(What is needed): The jackfruit nachos recipe groups several ingredients as "seasonings" in one step of its directions. List each of those seasonings with its amount.

** Passage to read follows **

Tex-Mex Jackfruit Nachos
A delicious go-to appetizer for parties, sports events or just a fun day at home.
Video
Ingredients
- 1 batch Tex-Mex Lasagna Chips
- 1 Tbsp canola oil
- 1 onion (160 g), diced
- 3 garlic cloves (9 g), crushed
- 1 red bell pepper (120 g), diced
- 1 can (20 oz or 565 g) young jackfruit in brine, drained and rinsed
- ½ tsp chili powder
- ½ tsp cumin
- ½ tsp dried oregano leaves
- ½ tsp salt
- ½ tsp ground black pepper
- 2 tsp tomato paste
- 1 Tbsp dark brown sugar
- ¾ cup (195 g) canned, petite diced tomatoes
- Shredded lettuce, for garnish*
- Lime wedges, for garnish*
Directions
- Heat the oil over medium heat and sauté the onion and bell pepper for 5 minutes or until they begin to soften.
- Add the garlic and sauté for 1 minute.
- Add the drained jackfruit and cook for 10 more minutes, stirring occasionally.
- Mix in the seasonings (chili powder through black pepper) and cook for an additional 2 minutes.
- Add the tomato paste, brown sugar, and canned tomatoes.
- Reduce the heat and simmer for 10-15 minutes.
- To assemble, add the chips to a shallow dish and leave a “well” in the center.
- Fill the well with the jackfruit mixture and top with shredded lettuce and a squeeze of lime juice just before serving.
Notes
Leftover filling can be stored in the refrigerator for up to 3 days, or the freezer for up to 6 months.
Makes 3 servings (2 lasagna sheets-worth of chips per serving).
Nutrition Per Serving
Serving size: ⅓ of recipe
Calories: 340
Protein: 2.9 g
Phenylalanine: 103 mg
Leucine: 142 mg
Tyrosine: 97 mg
Nutrition Per Recipe
Calories: 1020
Protein: 8.8 g
Phenylalanine: 309 mg
Leucine: 426 mg
Tyrosine: 292 mg
*Nutrition analysis does not include the lettuce and lime juice garnish.For this recipe, low protein pasta is estimated to contain 0.5 g protein, 18 mg phenylalanine, and 5 mg tyrosine per 100 grams (uncooked).

** End of Passage to read **
** Dataset follows **

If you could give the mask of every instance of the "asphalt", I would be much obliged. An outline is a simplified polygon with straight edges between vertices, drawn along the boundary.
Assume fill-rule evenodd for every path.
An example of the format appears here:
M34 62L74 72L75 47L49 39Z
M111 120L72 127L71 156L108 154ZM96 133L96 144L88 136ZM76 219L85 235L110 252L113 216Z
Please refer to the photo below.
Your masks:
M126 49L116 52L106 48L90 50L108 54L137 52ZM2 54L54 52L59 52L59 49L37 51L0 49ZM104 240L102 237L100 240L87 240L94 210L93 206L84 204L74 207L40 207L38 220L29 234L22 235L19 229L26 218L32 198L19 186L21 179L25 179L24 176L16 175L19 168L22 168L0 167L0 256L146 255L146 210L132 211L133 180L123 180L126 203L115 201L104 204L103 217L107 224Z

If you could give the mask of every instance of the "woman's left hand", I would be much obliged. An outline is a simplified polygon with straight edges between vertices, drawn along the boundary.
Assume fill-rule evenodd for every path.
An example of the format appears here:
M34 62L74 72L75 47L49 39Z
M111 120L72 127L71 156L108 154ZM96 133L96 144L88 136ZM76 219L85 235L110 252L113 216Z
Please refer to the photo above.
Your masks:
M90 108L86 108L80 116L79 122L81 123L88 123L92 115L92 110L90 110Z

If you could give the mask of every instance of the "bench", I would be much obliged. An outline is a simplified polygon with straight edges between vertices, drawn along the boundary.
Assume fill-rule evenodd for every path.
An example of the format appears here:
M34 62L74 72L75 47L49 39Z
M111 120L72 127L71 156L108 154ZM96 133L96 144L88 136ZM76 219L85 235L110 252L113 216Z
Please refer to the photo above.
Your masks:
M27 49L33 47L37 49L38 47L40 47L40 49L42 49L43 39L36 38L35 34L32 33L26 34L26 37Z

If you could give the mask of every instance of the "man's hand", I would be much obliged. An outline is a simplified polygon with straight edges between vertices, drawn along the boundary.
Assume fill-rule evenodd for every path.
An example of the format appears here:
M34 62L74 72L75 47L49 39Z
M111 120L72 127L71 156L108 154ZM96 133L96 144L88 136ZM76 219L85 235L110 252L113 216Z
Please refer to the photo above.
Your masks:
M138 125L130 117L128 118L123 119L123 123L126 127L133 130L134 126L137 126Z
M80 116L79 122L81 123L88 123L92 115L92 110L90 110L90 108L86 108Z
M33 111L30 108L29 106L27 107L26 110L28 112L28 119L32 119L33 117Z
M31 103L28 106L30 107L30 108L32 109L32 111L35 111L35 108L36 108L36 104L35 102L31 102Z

** End of Dataset **

(The completed task):
- ½ tsp chili powder
- ½ tsp cumin
- ½ tsp dried oregano leaves
- ½ tsp salt
- ½ tsp ground black pepper